Inspiration

Prediction markets have exploded in popularity, becoming an unexpected source of truth in our information landscape. From presidential elections to AI model performance, people are literally betting money on their beliefs—creating a fascinating dataset of collective intelligence.

But here's the problem: with thousands of prediction markets operating simultaneously, which ones actually matter? Which markets are liquid enough to trust? Which ones move quickly enough to serve as real-time sentiment signals?

We were inspired by the question: Can we build an AI-powered system that cuts through the noise and identifies which prediction markets truly reflect what people think? The Sentiment Signal was born from this challenge.

What it does

The Sentiment Signal is a comprehensive prediction market analytics platform built entirely in Hex that transforms raw betting data into actionable intelligence.

Core Features:

  1. Market Influence Ranking System

    • Analyzes markets using a proprietary scoring algorithm based on volume (40%), liquidity (30%), and open interest (30%)

====================

EXERCISE OBJECTIVE:
Carry on the write-up about the Sentiment Signal prediction market platform from the point where it stops.

RAW DATA:
====================

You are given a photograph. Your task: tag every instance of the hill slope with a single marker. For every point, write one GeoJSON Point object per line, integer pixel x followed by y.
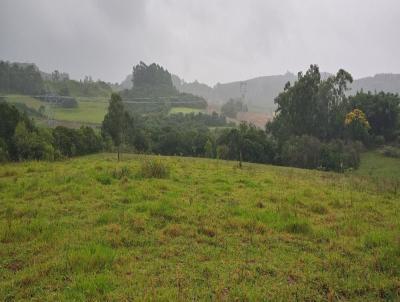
{"type": "Point", "coordinates": [91, 229]}
{"type": "Point", "coordinates": [261, 91]}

====================

OUTPUT:
    • Identifies the top prediction markets that drive real sentiment and engagement
    • Tracks market efficiency through bid-ask spread analysis
  2. Interactive Analytics Dashboard

    • Real-time filtering by date range, market category, and metrics
    • Dynamic visualizations showing price movements, volume trends, and correlation patterns
    • Single-value KPI cards highlighting key statistics at a glance
  3. Machine Learning Price Predictor

    • Random Forest model trained on market dynamics (volume, liquidity, volatility)
    • Predicts price movements with high accuracy
    • Feature importance analysis reveals what drives market sentiment
  4. Market Efficiency Metrics

    • Liquidity scoring system
    • Volatility tracking
    • Bid-ask spread analysis for market health assessment

The platform answers critical questions: Which markets should traders watch? How quickly do markets react to news? Can we predict sentiment shifts before they happen?

How we built it

Technology Stack:

  • Platform: Hex (notebook, semantic modeling, and Threads)
  • Data Source: Kalshi prediction market data (VIRTUAL_HACKATHON.KALSHI.TOP_LLM_PREDICTIONS)
  • Languages: SQL for data extraction, Python for analytics
  • ML Framework: scikit-learn
  • Visualization: Hex native charts with interactive inputs

Development Process:

Phase 1: Data Engineering

  • Wrote SQL queries to extract and flatten nested JSON fields (PRICE, YES_ASK, YES_BID)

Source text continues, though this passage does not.